____ RECORDED DATA

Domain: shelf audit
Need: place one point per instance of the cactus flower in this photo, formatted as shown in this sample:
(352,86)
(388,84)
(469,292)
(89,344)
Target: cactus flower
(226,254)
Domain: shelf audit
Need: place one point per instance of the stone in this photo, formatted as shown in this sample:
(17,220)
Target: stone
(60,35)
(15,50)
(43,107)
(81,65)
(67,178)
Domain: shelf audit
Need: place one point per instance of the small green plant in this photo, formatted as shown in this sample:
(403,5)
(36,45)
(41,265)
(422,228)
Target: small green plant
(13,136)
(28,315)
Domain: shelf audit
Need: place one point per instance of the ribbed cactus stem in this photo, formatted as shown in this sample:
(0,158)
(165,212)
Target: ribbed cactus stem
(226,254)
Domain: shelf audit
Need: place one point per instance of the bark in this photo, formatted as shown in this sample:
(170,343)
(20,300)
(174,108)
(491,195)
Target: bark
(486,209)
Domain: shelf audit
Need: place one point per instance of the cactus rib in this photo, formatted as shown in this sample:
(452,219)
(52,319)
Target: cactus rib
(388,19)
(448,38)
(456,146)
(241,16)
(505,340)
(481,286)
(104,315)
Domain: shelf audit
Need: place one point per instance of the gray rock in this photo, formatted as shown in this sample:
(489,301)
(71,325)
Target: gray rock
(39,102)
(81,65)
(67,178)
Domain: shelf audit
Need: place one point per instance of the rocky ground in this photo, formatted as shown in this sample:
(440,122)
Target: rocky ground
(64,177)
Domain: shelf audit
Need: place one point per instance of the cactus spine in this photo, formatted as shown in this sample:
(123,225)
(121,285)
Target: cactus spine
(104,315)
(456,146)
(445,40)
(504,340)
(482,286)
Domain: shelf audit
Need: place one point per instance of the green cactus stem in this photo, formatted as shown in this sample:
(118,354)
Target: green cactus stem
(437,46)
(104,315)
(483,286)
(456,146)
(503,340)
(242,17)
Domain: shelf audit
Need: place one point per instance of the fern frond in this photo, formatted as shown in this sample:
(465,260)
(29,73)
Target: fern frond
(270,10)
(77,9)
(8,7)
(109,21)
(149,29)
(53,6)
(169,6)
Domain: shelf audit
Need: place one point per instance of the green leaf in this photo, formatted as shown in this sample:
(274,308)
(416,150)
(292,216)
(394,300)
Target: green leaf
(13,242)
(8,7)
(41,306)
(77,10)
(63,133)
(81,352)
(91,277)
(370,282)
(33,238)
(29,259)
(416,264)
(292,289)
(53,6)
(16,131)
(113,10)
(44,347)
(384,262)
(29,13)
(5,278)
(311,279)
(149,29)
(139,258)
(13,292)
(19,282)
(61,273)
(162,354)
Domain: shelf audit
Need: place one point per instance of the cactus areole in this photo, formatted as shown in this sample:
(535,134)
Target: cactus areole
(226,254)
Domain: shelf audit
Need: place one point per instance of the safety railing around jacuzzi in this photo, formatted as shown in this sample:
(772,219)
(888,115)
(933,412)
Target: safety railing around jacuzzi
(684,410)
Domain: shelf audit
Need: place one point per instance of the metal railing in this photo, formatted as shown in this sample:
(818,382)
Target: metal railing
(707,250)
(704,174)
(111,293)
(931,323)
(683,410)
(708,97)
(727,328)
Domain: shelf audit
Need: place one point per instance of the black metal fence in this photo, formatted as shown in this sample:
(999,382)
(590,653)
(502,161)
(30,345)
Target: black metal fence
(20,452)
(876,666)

________

EXERCISE GOAL:
Give back the data above, repeating every record exactly.

RESULT:
Domain: shelf audit
Need: place one point per instance of the cactus flower in this photo, formatted as shown in this sample:
(352,86)
(388,84)
(469,292)
(89,344)
Target: cactus flower
(226,254)
Domain: shelf audit
Need: place one point per instance of the stone in this photo, formatted as shown in this sample:
(17,220)
Target: stone
(60,35)
(15,50)
(43,107)
(81,65)
(67,178)
Domain: shelf audit
Need: place one point per instance of the small green plant in this photo, formatted as shown in this sample:
(403,5)
(36,45)
(41,265)
(422,228)
Target: small green plant
(13,136)
(28,315)
Domain: shelf audit
Need: place one point per instance of the ribbed cactus stem in this photo, formatted as shown in this sample:
(0,158)
(165,212)
Target: ribbed cactus stem
(226,254)
Domain: shelf audit
Need: place one point per instance of the bark in this photo, formatted as shown in this sample:
(170,343)
(20,300)
(174,108)
(491,195)
Target: bark
(486,209)
Domain: shelf audit
Need: place one point per instance of the cactus rib in this photo, formatted as shown in this sample:
(452,219)
(52,319)
Target: cactus rib
(388,19)
(448,38)
(456,146)
(241,16)
(505,340)
(481,286)
(104,315)
Domain: shelf audit
Need: place one point per instance of the gray rock in this photo, formatted as shown in this sample:
(489,301)
(71,325)
Target: gray rock
(39,102)
(81,65)
(67,178)
Domain: shelf audit
Need: place one point per instance of the rocky ground in this photo, formatted as shown in this sample:
(440,122)
Target: rocky ground
(64,177)
Domain: shelf audit
Need: place one point per instance of the cactus spine in this photo, formatted as shown in this sample:
(123,225)
(121,285)
Target: cactus spine
(104,315)
(456,146)
(445,40)
(504,340)
(482,286)
Domain: shelf audit
Need: place one point per instance of the green cactus stem in this photo, formatted as shown in this sample:
(118,354)
Target: green cactus stem
(437,46)
(104,315)
(483,286)
(456,146)
(503,340)
(242,17)
Domain: shelf audit
Need: place one point per instance of the fern frond in this photo, formatted as shown in this sample:
(465,260)
(29,73)
Target: fern frond
(270,10)
(77,9)
(8,7)
(109,21)
(149,29)
(53,6)
(169,6)
Domain: shelf audit
Need: place one point per instance of the green leaf in this photo, formatted as shown in this sample:
(274,308)
(416,150)
(292,216)
(394,300)
Target: green leaf
(13,242)
(8,7)
(41,306)
(77,10)
(63,133)
(81,352)
(91,277)
(370,282)
(33,238)
(29,259)
(416,264)
(292,289)
(53,6)
(16,131)
(113,10)
(44,347)
(384,262)
(29,13)
(5,278)
(311,279)
(149,29)
(139,258)
(13,292)
(19,282)
(61,273)
(162,354)
Domain: shelf audit
Need: place one point per instance of the cactus areole in this photo, formatted as shown in this sample:
(535,134)
Target: cactus areole
(226,254)
Domain: shelf audit
Need: place one point per instance of the safety railing around jacuzzi in this photo, formatted as shown in this sample:
(772,219)
(888,115)
(933,412)
Target: safety railing around jacuzzi
(684,410)
Domain: shelf audit
Need: place one point per instance of the metal railing in this photo, formatted as shown in this sample:
(818,382)
Target: metal railing
(707,250)
(704,174)
(111,293)
(931,323)
(683,410)
(708,97)
(727,328)
Domain: shelf audit
Need: place one point per instance of the black metal fence in this photo, formatted as shown in this sample:
(999,382)
(590,653)
(502,161)
(30,345)
Target: black metal fence
(20,452)
(876,666)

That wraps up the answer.